The problem:
Copy out each of the entries below word for word, with nothing changed.
------ Dataset extract ------
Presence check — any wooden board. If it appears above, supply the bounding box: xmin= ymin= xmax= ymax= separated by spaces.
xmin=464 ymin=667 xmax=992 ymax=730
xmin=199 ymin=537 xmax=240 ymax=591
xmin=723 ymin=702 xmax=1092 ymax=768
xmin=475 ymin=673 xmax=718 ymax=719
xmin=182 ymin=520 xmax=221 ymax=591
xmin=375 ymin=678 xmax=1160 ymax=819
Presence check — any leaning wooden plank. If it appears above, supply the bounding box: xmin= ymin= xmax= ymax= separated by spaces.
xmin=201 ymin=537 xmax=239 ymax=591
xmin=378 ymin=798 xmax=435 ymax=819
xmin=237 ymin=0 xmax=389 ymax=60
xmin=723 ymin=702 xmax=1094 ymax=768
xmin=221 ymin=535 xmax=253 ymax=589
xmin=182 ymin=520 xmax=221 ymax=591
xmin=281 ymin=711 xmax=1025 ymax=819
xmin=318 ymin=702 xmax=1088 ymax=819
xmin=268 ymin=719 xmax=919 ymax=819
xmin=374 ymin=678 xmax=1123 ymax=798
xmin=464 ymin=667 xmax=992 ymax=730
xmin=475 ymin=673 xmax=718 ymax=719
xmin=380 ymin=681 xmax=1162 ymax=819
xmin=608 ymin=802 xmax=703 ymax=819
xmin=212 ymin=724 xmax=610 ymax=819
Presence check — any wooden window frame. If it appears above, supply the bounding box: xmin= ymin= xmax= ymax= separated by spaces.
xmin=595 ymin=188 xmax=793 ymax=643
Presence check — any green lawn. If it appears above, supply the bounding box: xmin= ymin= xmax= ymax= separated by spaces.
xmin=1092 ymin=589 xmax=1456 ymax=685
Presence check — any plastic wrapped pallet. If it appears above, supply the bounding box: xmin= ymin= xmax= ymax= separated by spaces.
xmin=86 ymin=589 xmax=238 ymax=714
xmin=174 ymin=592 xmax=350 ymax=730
------
Full solution:
Presence check — any wooden board. If it appears above, supply the bounding box: xmin= ymin= xmax= ymax= separated by spaces.
xmin=464 ymin=667 xmax=992 ymax=730
xmin=199 ymin=537 xmax=240 ymax=591
xmin=723 ymin=702 xmax=1092 ymax=768
xmin=475 ymin=673 xmax=718 ymax=719
xmin=182 ymin=520 xmax=221 ymax=591
xmin=375 ymin=678 xmax=1160 ymax=819
Presence check — any leaning wooden plank. If it appears above, supply the bounding box: xmin= ymin= xmax= ymax= separated by spaces.
xmin=201 ymin=537 xmax=239 ymax=591
xmin=378 ymin=798 xmax=435 ymax=819
xmin=237 ymin=0 xmax=389 ymax=60
xmin=723 ymin=702 xmax=1094 ymax=768
xmin=221 ymin=535 xmax=253 ymax=589
xmin=182 ymin=520 xmax=221 ymax=591
xmin=281 ymin=711 xmax=1025 ymax=819
xmin=318 ymin=702 xmax=1088 ymax=819
xmin=268 ymin=719 xmax=919 ymax=819
xmin=374 ymin=678 xmax=1123 ymax=798
xmin=464 ymin=667 xmax=992 ymax=730
xmin=475 ymin=673 xmax=718 ymax=719
xmin=380 ymin=681 xmax=1162 ymax=819
xmin=608 ymin=802 xmax=703 ymax=819
xmin=212 ymin=724 xmax=610 ymax=819
Presence check — any wooden window frame. If it appears above, supply the bounding box: xmin= ymin= xmax= ymax= separated by spaces.
xmin=595 ymin=188 xmax=793 ymax=643
Presence check — any green lawn. If it appears above, supply the bounding box: xmin= ymin= xmax= ymax= separated by spaces.
xmin=1092 ymin=589 xmax=1456 ymax=685
Presence check — any plastic wrapped pallet. If it appears above, supply the bounding box: xmin= ymin= xmax= ymax= separated by spaces.
xmin=86 ymin=589 xmax=238 ymax=714
xmin=174 ymin=592 xmax=350 ymax=730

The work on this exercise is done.